IS : En 2018, l’année où nous avons relancé le colloque, Mélissa Gélinas, alors chercheure postdoctorale du Conseil de recherches en sciences humaines du Canada à l’école de cinéma Mel Hoppenheim de l’Université Concordia, s’était jointe à notre comité organisateur. Vu notre calendrier d’organisation assez serré (c’est-à-dire suivant le rythme du festival davantage que celui à très long terme des colloques universitaires habituels), elle ne pensait pas que le colloque pourrait prendre un véritable essor. Finalement, elle avait été surprise de voir à quel point tout s’était rapidement déployé et avait bien fonctionné. Je me souviens qu’elle avait observé et souligné que les gens attendaient ce colloque, ce qui rejoint ce que tu dis sur la mémoire et l’horizon d’attente.

- DONNÉES FOURNIES -
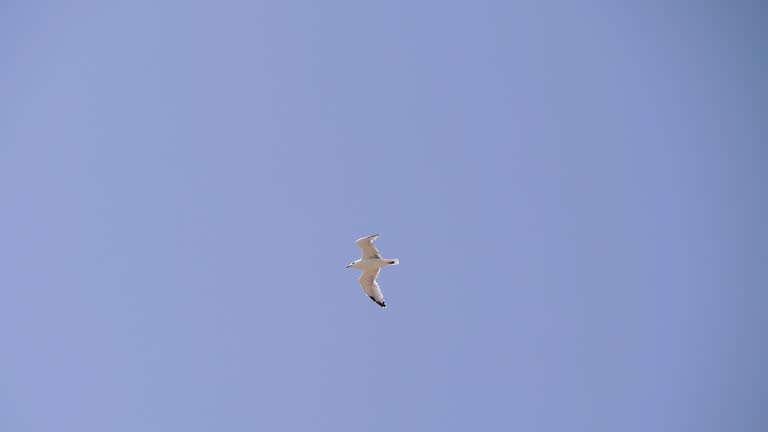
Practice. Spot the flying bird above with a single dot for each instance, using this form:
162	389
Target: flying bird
371	264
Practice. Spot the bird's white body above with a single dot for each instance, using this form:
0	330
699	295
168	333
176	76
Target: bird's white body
371	264
366	264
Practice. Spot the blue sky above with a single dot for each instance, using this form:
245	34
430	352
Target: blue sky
575	192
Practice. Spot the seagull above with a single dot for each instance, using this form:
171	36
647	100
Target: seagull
371	264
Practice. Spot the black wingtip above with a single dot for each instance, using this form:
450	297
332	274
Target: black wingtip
380	303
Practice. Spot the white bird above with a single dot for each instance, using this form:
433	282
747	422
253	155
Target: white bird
371	264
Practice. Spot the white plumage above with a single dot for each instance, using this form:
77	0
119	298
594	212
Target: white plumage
371	264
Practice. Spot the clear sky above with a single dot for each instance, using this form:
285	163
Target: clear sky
575	191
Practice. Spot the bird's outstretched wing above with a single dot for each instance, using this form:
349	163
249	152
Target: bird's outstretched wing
371	288
366	244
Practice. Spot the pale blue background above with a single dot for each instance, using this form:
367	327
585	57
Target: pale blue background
576	192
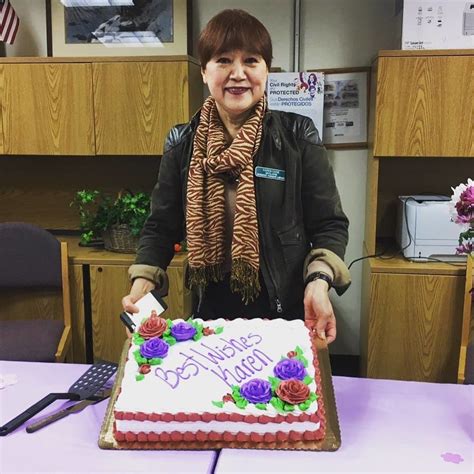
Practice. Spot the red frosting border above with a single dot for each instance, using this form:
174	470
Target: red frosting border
206	417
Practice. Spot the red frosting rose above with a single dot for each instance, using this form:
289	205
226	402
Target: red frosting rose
293	391
154	326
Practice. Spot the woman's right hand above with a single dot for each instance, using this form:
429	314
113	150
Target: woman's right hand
140	287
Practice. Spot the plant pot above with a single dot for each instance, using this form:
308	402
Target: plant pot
119	239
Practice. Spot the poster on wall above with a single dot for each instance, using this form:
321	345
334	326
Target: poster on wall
299	92
120	28
345	108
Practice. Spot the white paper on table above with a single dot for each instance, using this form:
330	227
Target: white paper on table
152	301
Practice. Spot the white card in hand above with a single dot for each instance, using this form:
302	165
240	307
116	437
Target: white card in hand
151	301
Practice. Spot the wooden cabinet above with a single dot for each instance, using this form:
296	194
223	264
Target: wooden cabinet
47	109
136	104
425	105
412	321
421	142
98	284
88	106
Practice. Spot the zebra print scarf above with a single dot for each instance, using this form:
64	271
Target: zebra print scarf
213	162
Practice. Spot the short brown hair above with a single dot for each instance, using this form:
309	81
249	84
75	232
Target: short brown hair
234	29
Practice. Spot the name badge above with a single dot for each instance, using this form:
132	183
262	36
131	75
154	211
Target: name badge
269	173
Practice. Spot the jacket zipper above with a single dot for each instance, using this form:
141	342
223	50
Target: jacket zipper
276	300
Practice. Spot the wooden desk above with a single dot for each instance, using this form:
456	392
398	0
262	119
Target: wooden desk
99	280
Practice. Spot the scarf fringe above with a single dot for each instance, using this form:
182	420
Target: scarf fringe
201	276
244	280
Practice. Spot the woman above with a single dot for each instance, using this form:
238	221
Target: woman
253	193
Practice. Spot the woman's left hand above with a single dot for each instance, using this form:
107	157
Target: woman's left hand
318	312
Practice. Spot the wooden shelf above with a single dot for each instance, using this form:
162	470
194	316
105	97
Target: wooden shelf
100	256
393	262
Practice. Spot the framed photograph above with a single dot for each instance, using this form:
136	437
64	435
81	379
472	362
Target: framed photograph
129	28
345	110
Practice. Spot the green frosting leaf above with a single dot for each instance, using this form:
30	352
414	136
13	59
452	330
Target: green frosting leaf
242	403
139	358
277	403
170	340
305	405
275	381
312	397
137	339
303	360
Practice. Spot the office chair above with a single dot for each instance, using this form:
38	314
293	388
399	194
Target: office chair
466	355
35	307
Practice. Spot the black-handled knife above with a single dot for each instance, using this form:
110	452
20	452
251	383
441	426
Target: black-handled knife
63	412
127	320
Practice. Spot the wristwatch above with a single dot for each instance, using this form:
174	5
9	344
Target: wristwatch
318	276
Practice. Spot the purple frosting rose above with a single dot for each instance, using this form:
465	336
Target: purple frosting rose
288	369
183	331
154	347
256	391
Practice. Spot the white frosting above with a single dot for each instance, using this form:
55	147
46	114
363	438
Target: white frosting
216	426
196	373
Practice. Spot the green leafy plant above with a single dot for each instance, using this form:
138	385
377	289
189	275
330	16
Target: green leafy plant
99	211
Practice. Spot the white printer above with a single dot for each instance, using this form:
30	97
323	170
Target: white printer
425	229
468	19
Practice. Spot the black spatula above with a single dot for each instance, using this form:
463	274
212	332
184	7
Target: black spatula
84	387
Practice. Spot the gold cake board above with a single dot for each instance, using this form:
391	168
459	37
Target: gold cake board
331	442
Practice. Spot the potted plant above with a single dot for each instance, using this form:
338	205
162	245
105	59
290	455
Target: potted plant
117	220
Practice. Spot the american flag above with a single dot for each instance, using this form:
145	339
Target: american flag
9	22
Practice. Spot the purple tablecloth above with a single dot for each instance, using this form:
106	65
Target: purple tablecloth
70	444
386	426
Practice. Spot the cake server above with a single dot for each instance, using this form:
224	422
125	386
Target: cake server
84	387
63	412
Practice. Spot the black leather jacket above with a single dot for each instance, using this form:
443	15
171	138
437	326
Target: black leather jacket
302	212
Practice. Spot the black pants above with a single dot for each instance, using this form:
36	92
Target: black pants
218	301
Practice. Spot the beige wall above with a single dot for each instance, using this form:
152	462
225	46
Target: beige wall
334	33
31	36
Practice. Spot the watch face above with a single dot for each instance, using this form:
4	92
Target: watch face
319	276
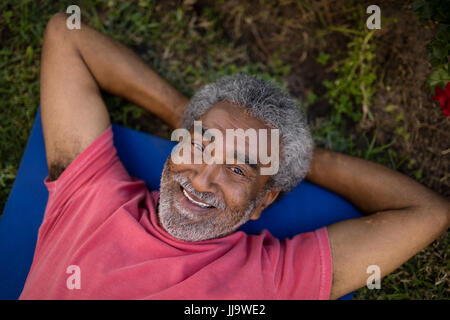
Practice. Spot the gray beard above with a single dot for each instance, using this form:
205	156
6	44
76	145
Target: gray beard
183	225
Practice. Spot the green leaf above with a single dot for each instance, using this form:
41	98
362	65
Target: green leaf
439	77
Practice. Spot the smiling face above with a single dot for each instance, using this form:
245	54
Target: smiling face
206	201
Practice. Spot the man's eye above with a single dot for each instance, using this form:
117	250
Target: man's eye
237	171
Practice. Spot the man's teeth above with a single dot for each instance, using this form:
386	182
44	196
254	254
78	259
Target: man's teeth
201	204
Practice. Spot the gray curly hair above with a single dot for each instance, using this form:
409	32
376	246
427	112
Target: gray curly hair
270	104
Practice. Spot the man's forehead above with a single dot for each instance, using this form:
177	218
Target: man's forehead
227	115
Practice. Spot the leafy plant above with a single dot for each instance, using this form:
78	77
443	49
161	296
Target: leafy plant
351	92
436	11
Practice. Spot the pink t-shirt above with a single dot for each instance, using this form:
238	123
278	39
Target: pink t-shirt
101	239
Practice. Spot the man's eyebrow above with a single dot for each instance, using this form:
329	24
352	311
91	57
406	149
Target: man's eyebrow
237	155
254	166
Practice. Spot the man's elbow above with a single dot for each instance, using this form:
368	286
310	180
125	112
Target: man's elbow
56	27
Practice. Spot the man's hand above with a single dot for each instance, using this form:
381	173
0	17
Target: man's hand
403	217
76	64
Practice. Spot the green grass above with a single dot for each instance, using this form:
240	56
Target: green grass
190	49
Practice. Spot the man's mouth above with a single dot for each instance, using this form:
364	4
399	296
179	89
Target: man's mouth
194	200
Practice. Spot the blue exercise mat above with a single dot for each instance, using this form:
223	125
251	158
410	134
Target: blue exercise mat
306	208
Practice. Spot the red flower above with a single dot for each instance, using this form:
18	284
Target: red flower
443	96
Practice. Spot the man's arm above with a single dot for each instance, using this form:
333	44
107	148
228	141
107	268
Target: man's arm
402	217
75	65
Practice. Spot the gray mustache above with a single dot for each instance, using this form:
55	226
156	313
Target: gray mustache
206	197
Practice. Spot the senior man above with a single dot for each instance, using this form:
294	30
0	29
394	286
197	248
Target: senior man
129	243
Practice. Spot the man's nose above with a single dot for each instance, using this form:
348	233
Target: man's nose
204	176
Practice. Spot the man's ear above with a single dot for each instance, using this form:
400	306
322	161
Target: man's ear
264	202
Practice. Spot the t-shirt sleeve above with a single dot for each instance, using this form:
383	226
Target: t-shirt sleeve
304	268
89	174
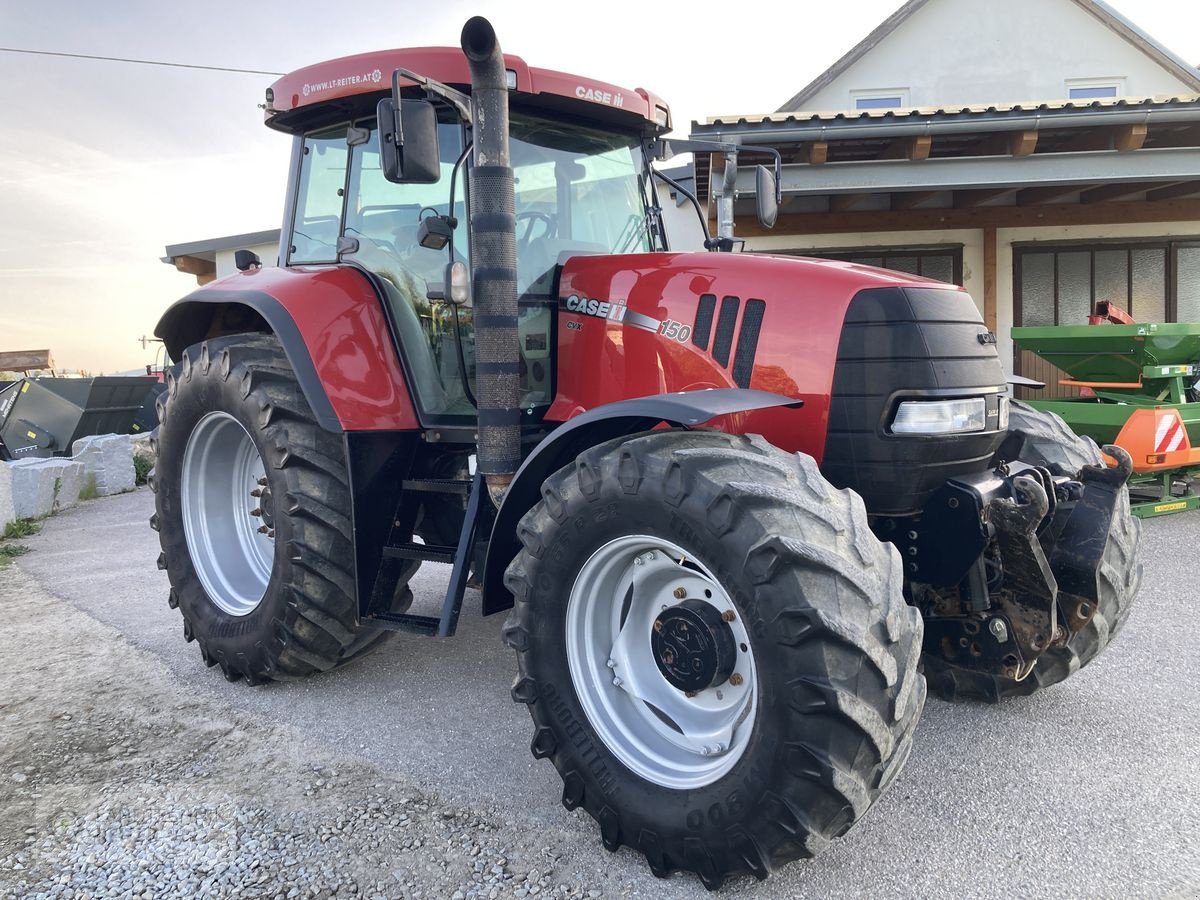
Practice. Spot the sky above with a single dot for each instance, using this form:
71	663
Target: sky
102	165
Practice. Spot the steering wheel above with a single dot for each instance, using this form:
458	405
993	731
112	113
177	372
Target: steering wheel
533	217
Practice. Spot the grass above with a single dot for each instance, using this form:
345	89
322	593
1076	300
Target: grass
11	551
21	528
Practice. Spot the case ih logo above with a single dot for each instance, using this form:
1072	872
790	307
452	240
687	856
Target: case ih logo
365	78
617	311
599	96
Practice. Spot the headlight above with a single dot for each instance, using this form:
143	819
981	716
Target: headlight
941	417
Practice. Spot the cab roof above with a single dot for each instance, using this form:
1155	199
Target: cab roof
304	97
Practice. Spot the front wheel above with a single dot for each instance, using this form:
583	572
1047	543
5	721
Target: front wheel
252	510
714	648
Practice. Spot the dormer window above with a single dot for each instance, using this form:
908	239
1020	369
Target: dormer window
1095	88
883	99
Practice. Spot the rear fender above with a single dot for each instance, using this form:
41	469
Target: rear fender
333	329
612	420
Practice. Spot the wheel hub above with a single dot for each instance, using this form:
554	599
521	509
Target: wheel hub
693	646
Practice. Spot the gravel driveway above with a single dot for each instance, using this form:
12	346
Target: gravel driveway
130	769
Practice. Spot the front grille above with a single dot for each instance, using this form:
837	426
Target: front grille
904	343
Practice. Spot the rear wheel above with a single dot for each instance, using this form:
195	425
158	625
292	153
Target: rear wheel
714	648
252	510
1045	439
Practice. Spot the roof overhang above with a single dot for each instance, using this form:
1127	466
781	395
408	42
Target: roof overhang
1105	151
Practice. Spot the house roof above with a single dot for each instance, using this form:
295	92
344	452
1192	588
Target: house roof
209	247
1102	11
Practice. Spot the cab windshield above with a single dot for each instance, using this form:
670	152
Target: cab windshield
577	190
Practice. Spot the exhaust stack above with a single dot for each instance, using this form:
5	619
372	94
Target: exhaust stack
495	262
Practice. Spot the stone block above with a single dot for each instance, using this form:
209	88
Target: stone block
7	508
45	486
109	460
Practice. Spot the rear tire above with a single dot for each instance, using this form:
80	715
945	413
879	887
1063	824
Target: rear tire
262	605
1045	439
828	648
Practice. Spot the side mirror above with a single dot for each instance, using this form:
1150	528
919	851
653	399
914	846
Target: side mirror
766	196
408	142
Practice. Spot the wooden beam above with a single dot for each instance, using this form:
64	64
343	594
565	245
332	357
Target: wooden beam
1129	137
989	277
1117	191
925	220
1185	189
909	148
1035	196
847	202
1023	143
911	199
25	360
970	199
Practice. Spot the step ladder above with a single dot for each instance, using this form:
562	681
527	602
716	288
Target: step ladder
460	556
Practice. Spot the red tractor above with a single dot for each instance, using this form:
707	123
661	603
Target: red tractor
741	507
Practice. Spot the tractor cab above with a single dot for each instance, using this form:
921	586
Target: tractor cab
581	186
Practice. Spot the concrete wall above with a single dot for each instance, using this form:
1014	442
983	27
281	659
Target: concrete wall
972	255
965	52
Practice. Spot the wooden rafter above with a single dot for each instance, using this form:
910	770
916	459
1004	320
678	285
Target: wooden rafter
1049	193
911	199
918	220
916	148
847	202
970	199
1023	143
25	360
1119	191
1129	137
1174	192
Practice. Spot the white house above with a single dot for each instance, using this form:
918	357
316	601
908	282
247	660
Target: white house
1043	153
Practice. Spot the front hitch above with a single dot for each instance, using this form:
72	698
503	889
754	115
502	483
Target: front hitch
1079	541
1020	564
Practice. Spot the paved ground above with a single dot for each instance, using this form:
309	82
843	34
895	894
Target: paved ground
1087	790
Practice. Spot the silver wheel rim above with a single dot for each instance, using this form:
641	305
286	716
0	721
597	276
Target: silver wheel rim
694	738
222	516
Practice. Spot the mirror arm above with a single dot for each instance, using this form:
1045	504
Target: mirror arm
460	101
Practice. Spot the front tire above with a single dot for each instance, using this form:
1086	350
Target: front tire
753	547
252	510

- CONSIGNES -
a - Recopiez le passage de l'extrait sur le colloque qui commence par « IS : En 2018, l’année » et se poursuit jusqu'à « et l’horizon d’attente. ».
b - Poursuivez, s'il vous plaît, l'extrait sur le colloque à partir de l'endroit où il s'arrête.
La liste n'a aucun rôle à jouer ici.

- RÉPONSES RÉDIGÉES -
a -
IS : En 2018, l’année où nous avons relancé le colloque, Mélissa Gélinas, alors chercheure postdoctorale du Conseil de recherches en sciences humaines du Canada à l’école de cinéma Mel Hoppenheim de l’Université Concordia, s’était jointe à notre comité organisateur. Vu notre calendrier d’organisation assez serré (c’est-à-dire suivant le rythme du festival davantage que celui à très long terme des colloques universitaires habituels), elle ne pensait pas que le colloque pourrait prendre un véritable essor. Finalement, elle avait été surprise de voir à quel point tout s’était rapidement déployé et avait bien fonctionné. Je me souviens qu’elle avait observé et souligné que les gens attendaient ce colloque, ce qui rejoint ce que tu dis sur la mémoire et l’horizon d’attente.

b -
AD : D’un point de vue plus pragmatique, comme festival, il faut aussi se trouver un créneau, se distinguer, pour employer ce langage de marketing (que je n’aime pas trop !), si l’on veut arriver à survivre. Il faut justifier son existence parmi la panoplie des événements culturels et démontrer sa propre originalité dans les diverses manifestations publiques des cultures autochtones au pays ; bref, montrer qu’on a une pertinence. J’avais remarqué que cette idée de se lier au savoir universitaire allait devenir une particularité de Présence autochtone. Par exemple, si l’on regarde imagineNATIVE à Toronto3, un autre grand festival autour du cinéma autochtone, on y retrouve surtout des ateliers professionnels sur la distribution et le financement, alors qu’à Présence autochtone, les cinéastes rencontrent des universitaires. On finit ainsi par avoir une « bibitte » unique qui n’a pas son pareil ailleurs. [Rires]
IS: Ce que je trouve intéressant, dans le contexte du Québec, c’est que si les études en cinéma et en littérature autochtones sont encore peu présentes dans les universités, il y a par ailleurs une sorte de leadership exercé par des organismes culturels autochtones. Ces derniers s’allient avec des chercheurs avec lesquels ils veulent travailler et, de façon consciente et délibérée, créent des espaces où se développe la recherche en lien avec le milieu. Je pense notamment à Terres en vues et à son festival Présence autochtone, ainsi qu’à Kwahiatonhk ! et à son Salon du livre des Premières Nations, deux organismes autochtones qui, selon moi, impactent clairement le développement de ces champs d’étude dans le monde francophone. C’est là qu’on se rencontre pour présenter nos travaux, pour discuter et réfléchir.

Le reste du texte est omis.